- Stated problem:
Copy every one of the following entries word for word, leaving out the pictures.

Entries from a collection
────

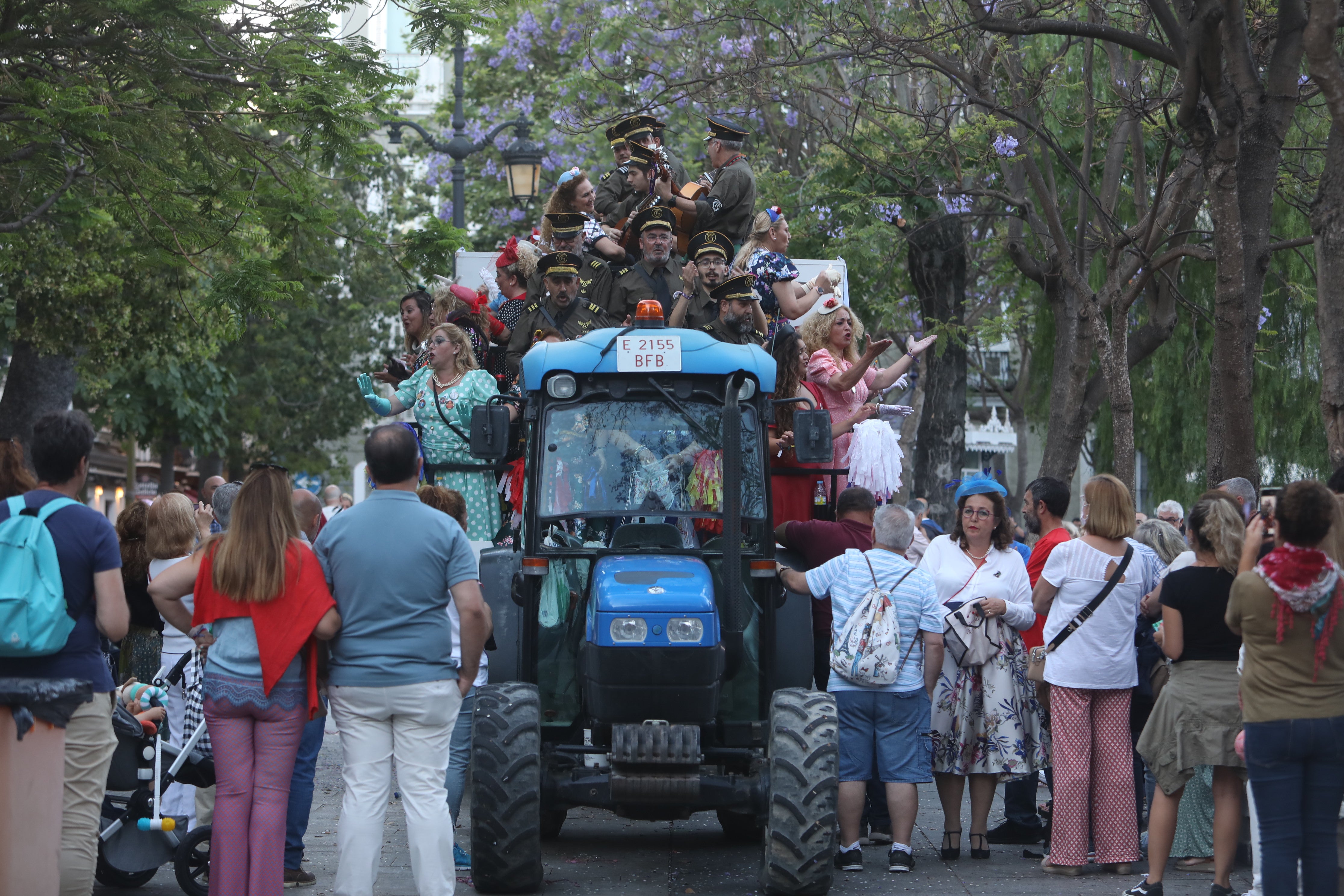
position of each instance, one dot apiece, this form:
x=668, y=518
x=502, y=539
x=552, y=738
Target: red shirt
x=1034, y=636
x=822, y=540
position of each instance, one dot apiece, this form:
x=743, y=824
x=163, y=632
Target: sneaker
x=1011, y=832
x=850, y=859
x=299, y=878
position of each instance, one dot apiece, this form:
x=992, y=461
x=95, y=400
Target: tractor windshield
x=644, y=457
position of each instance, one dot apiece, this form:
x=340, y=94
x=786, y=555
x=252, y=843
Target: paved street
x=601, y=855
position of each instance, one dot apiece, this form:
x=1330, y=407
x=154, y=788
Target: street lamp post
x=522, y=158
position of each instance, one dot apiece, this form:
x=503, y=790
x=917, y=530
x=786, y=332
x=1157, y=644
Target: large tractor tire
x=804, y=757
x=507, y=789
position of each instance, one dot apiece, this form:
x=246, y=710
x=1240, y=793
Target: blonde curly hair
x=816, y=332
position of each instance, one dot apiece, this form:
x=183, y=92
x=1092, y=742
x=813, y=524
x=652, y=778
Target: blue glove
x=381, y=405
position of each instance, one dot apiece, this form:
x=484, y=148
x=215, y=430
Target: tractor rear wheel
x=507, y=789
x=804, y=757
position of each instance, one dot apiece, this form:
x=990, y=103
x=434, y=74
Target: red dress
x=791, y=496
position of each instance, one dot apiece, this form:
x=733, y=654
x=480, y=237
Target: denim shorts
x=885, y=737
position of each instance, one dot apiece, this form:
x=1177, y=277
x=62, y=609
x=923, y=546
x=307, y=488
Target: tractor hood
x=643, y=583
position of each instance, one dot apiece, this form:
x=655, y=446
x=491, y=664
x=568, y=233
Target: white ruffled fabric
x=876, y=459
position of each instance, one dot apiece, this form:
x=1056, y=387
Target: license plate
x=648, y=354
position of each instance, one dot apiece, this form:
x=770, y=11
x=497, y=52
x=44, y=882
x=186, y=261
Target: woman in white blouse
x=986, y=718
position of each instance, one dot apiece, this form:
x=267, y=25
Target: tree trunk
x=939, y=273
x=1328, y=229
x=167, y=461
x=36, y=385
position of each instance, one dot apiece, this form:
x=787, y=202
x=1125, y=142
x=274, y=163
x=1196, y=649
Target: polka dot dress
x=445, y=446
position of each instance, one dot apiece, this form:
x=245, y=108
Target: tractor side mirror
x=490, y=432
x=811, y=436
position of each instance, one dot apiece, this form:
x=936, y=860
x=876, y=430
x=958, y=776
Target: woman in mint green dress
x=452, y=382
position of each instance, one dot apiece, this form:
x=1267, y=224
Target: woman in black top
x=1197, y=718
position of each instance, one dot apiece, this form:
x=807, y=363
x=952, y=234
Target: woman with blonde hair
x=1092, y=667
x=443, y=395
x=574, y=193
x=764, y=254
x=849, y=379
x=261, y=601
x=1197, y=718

────

- Result of this exercise:
position of each instance, one dot apiece, this form:
x=668, y=518
x=502, y=539
x=552, y=738
Target: red shirt
x=1034, y=636
x=822, y=540
position of each instance, one dot apiece, this form:
x=743, y=824
x=163, y=632
Target: sneaker
x=1011, y=832
x=850, y=859
x=299, y=878
position of each instance, one dot apiece, this form:
x=992, y=461
x=95, y=400
Target: tractor windshield
x=644, y=457
position of each instance, one dot apiece, this form:
x=340, y=94
x=786, y=555
x=252, y=843
Target: paved street
x=601, y=855
position of each instance, one dot apiece, this form:
x=1330, y=407
x=154, y=788
Target: street lamp post
x=522, y=158
position of each instance, one dot apiece, this form:
x=503, y=790
x=917, y=530
x=786, y=332
x=1157, y=644
Target: large tractor tire
x=804, y=757
x=507, y=789
position of each instance, one dot apiece, this form:
x=246, y=710
x=1240, y=793
Target: blonde curly hair
x=816, y=332
position of each instance, one dot apiece, this form:
x=183, y=92
x=1092, y=742
x=813, y=524
x=652, y=778
Target: blue glove
x=381, y=405
position of each instance, one dot apiece, this form:
x=484, y=148
x=215, y=430
Target: tractor rear wheel
x=507, y=789
x=804, y=757
position of each instance, one dot apiece, this form:
x=990, y=103
x=434, y=74
Target: red dress
x=791, y=496
position of each instance, one dot apiece, this form:
x=733, y=654
x=480, y=237
Target: denim shorts
x=885, y=737
position of each instance, one dot apiece, this form:
x=1177, y=277
x=62, y=609
x=923, y=546
x=307, y=488
Target: tractor hood
x=643, y=583
position of each instance, one dot apiece, this form:
x=655, y=446
x=491, y=664
x=568, y=233
Target: white ruffled fabric
x=876, y=459
position of each instance, one dot apiece, this form:
x=1056, y=387
Target: license plate
x=648, y=354
position of each instance, one dot apiece, this form:
x=770, y=11
x=497, y=52
x=44, y=882
x=186, y=261
Target: woman in white blouse
x=986, y=718
position of each instance, one dot apiece, this form:
x=267, y=25
Target: tree trunk
x=939, y=273
x=1328, y=229
x=167, y=461
x=36, y=385
position of each instance, one dot apiece, this form:
x=787, y=202
x=1125, y=142
x=274, y=163
x=1196, y=649
Target: polka dot dress
x=445, y=446
position of each instance, one dot apiece, this form:
x=245, y=108
Target: tractor side mirror
x=490, y=432
x=811, y=436
position of each instance, one dot apiece, this form:
x=936, y=860
x=876, y=430
x=958, y=776
Target: woman in mint green dress
x=452, y=382
position of each instance, one dot apiece, this form:
x=1267, y=224
Target: woman in black top
x=1197, y=718
position of each instance, one dot apiece, this form:
x=807, y=363
x=952, y=234
Target: woman with blonde hair
x=1092, y=667
x=443, y=395
x=574, y=193
x=764, y=254
x=849, y=379
x=261, y=601
x=1197, y=718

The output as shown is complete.